PROBLEM TO WORK ON
Your answer should consist of every line from the records that holds the string "JSON".

(Saved data entries)
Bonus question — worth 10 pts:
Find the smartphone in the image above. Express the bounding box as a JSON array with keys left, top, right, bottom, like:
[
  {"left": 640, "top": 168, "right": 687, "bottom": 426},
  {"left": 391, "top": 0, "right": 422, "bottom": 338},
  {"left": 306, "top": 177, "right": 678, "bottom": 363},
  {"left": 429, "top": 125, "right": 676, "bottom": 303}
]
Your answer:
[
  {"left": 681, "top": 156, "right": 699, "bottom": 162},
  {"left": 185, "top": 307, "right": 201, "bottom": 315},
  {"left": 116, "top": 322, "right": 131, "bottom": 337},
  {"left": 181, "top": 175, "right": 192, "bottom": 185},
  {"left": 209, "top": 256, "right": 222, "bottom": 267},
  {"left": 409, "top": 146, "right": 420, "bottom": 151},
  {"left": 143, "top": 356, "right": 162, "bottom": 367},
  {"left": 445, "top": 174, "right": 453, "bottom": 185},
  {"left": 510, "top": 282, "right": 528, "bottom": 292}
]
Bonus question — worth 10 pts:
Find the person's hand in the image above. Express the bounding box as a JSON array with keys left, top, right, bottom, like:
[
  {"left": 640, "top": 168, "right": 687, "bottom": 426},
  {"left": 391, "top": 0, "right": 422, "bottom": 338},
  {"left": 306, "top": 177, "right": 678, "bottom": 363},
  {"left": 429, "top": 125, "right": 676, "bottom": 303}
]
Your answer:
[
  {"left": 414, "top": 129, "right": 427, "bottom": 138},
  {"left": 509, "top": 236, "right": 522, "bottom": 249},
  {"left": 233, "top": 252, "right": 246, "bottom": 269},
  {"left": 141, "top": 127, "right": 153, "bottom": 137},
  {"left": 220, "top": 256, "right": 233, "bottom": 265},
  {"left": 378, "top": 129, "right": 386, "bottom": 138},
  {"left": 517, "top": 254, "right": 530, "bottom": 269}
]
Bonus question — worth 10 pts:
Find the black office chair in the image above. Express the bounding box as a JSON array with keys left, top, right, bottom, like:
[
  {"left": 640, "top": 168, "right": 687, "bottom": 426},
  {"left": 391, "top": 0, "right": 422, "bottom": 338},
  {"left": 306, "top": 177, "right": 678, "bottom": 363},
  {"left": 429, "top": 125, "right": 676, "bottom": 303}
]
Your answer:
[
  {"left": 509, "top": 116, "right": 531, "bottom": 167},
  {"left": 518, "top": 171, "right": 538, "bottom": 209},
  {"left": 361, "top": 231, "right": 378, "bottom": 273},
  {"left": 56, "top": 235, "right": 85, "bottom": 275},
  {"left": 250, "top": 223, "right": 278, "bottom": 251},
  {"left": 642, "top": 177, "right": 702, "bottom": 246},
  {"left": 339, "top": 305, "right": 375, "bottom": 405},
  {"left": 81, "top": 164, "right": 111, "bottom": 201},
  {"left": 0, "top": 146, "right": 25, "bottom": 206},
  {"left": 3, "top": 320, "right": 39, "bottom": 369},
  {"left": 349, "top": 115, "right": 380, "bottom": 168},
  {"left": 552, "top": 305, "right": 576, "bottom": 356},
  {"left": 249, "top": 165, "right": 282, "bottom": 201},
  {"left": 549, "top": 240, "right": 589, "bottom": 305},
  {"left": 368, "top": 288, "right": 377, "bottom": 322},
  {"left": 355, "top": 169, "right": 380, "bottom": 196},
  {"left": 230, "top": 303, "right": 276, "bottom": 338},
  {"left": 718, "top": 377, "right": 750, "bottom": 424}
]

ANSWER BOX
Find the smartphone in the image above. Express the bounding box as a JSON array with keys left, top, right, bottom, like:
Find the person's hand in the image above. Express the bounding box as a JSON array with keys left, top, right, bottom, like:
Find the black office chair in the image above. Express the bounding box as a JSON array with keys left, top, right, bottom, like:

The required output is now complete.